_Set task_
Rewrite the material with "this photo" changed to "this image" everywhere and everything else left as it is, and leave out the pictures.

_Material taken from a collection_
════════
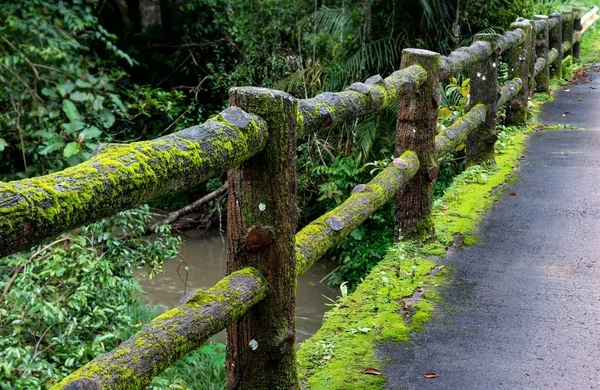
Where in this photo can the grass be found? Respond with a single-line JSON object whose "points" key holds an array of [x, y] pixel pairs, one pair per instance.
{"points": [[200, 369], [338, 356]]}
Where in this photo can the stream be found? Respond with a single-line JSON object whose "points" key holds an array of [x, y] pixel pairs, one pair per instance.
{"points": [[206, 259]]}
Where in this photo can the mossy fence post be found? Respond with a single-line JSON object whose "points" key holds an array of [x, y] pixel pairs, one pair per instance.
{"points": [[416, 125], [556, 43], [261, 225], [485, 89], [568, 31], [542, 80], [519, 59], [577, 13]]}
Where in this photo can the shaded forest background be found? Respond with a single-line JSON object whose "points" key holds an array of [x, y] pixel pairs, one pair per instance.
{"points": [[75, 73]]}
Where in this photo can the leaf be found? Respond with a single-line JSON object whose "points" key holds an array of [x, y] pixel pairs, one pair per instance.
{"points": [[71, 149], [49, 92], [81, 96], [50, 148], [92, 132], [54, 113], [71, 110], [45, 134], [117, 101], [357, 234], [98, 103], [83, 84], [107, 118]]}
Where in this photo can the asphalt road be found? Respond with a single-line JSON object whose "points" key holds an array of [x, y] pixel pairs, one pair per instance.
{"points": [[523, 311]]}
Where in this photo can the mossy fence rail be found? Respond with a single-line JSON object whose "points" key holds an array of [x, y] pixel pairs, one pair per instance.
{"points": [[255, 139]]}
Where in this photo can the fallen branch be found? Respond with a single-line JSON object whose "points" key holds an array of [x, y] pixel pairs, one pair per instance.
{"points": [[175, 215], [19, 268]]}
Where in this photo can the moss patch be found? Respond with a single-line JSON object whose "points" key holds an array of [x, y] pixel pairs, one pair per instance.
{"points": [[396, 298]]}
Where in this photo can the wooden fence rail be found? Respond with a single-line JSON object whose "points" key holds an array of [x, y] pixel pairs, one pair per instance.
{"points": [[255, 139]]}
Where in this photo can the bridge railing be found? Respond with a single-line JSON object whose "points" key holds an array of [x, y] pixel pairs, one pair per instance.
{"points": [[255, 139]]}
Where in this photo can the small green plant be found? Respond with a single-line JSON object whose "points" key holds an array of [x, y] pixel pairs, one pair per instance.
{"points": [[66, 302]]}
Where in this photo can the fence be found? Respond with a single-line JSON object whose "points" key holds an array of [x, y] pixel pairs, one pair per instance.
{"points": [[255, 138]]}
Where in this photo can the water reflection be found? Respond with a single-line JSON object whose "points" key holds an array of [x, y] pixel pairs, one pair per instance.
{"points": [[206, 258]]}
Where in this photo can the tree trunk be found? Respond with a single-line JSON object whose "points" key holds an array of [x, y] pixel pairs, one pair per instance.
{"points": [[150, 14], [261, 226], [416, 125]]}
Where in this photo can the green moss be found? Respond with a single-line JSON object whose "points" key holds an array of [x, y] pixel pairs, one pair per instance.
{"points": [[119, 366], [337, 355], [470, 240], [380, 303]]}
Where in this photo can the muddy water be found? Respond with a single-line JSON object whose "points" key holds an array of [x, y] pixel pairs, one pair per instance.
{"points": [[206, 259]]}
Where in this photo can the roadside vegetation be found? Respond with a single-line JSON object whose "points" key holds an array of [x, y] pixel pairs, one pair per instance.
{"points": [[77, 73]]}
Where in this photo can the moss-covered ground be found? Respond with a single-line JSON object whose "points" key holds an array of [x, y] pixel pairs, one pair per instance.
{"points": [[396, 298]]}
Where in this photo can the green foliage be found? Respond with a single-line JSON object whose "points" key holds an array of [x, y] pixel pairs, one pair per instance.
{"points": [[478, 15], [73, 299], [56, 101], [61, 89], [201, 369]]}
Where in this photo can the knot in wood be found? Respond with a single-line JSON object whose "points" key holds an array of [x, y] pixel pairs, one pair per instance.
{"points": [[377, 79], [335, 223], [82, 384], [400, 163], [432, 173], [359, 188], [259, 236]]}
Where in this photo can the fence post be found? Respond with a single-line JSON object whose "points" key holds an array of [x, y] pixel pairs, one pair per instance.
════════
_Output below_
Where in this image can the grass be found? Respond with a single-line JSON object whose "points" key holds an array of [x, y] pixel pairs, one pair per instance.
{"points": [[200, 369], [338, 356]]}
Where in this image can the stream be found? Respond with a single-line JSON object whose "points" key holds an array of [x, y] pixel pairs, one pair per instance.
{"points": [[206, 259]]}
Where in this image can the mossy fence post be found? Respond with a single-line JSON object whose "points" key holds an array of [x, y] pixel pairs, one pair per instance.
{"points": [[416, 125], [556, 43], [261, 225], [485, 89], [568, 31], [542, 80], [519, 59], [577, 13]]}
Where in this image can the shaded forest background be found? Respond with a single-line JSON object whose "points" key holds an array of [x, y] pixel pairs, one pair per instance.
{"points": [[75, 73]]}
Where in this image can the leaf be found? Respond with a single-line JSON object whose "points" key holds an array of [x, y] pixel pairs, one pair per instance.
{"points": [[71, 149], [49, 92], [81, 96], [50, 148], [92, 132], [54, 113], [71, 110], [45, 134], [117, 101], [357, 234], [98, 103], [83, 84], [107, 118]]}
Where in this image can the asphalt road be found? Respond with a single-line JSON object whose "points" key holds an array of [x, y] pixel pairs, one pair per instance.
{"points": [[523, 311]]}
Where in this image can the mossy fence rail be found? Respond with a single-line JSON object whose "points" key holds an array of [x, y] pixel pairs, one pair per instance.
{"points": [[255, 139]]}
Where in this image can the fallen branch be found? Respond with a single-line JSON object whose "points" key holds an array of [x, y] pixel pairs, one pair per instance.
{"points": [[175, 215], [19, 268]]}
Where in this image can the moss patch be found? Respond with a single-line JSON object whose "points" key holds an array of [x, y] pixel pairs, one pair per instance.
{"points": [[396, 298]]}
Where in this image can the wooden fence rail be found? Respond with a single-line JSON object whose "points" key holds an array of [x, y] pixel pairs, one pair per instance.
{"points": [[255, 139]]}
Where in this image can the bridge railing be found? Respond with a single-line JSON object whose "points" key holds an array of [x, y] pixel pairs, one pair per instance.
{"points": [[255, 139]]}
Where in this image can the small green plant be found? Respond with a single-line JSON object whose "points" key holds an array of [x, y] pixel pairs, one pair per instance.
{"points": [[66, 302]]}
Where in this image can the fence be found? Respond with a single-line JSON object whose "points" key holds an array of [x, y] pixel pairs, one pair per instance.
{"points": [[255, 138]]}
Where in this image can the water reflection be found? Respond with a single-line JSON object whose "points" key holds an array of [x, y] pixel pairs, one pair per instance.
{"points": [[206, 258]]}
Where in this image can the tree trunk be found? Respond with a single-line JSON object whose "points" key holds an array of [x, y] pixel pairs, one pair per instance.
{"points": [[150, 14], [261, 226], [416, 125]]}
Where in this image can the green moss be found? Respond with a single-line JSON object whose "points" key holds an array of [x, y] pixel pairs, one pair per instance.
{"points": [[119, 366], [337, 355], [470, 240], [380, 303]]}
Where in this image can the muddy water be found? Respond with a single-line JSON object whose "points" key holds an array of [x, y] pixel pairs, one pair per instance.
{"points": [[206, 259]]}
Where in this image can the roadside vegetation be found? Respond with a single-line JSON object whose "points" key holds an array of [x, y] pixel pairs, one pair per instance.
{"points": [[77, 73]]}
Where in this image can the moss-covered ground be found? Respond with a single-line JSON object whose "points" key holds an array of [x, y] pixel pairs, one pair per instance.
{"points": [[396, 298]]}
Where in this image can the green foliage be found? Respond with a single-line JSON object whose "points" key holds an array of [x, y] pixel pairs, one pair per instance.
{"points": [[478, 15], [73, 299], [56, 101], [61, 89], [201, 369]]}
Where in this image can the knot in wood be found? Respond with a single-line JSON object whose "points" key holds an array of [x, y] pixel pairs, one pair per instance.
{"points": [[377, 79], [335, 223], [82, 384], [400, 163], [432, 173], [359, 188], [259, 236]]}
Where in this image can the fence post be found? Respond with a single-line JSON object whose "points" key holds an array of [x, y] pixel pairs, one pair per instance.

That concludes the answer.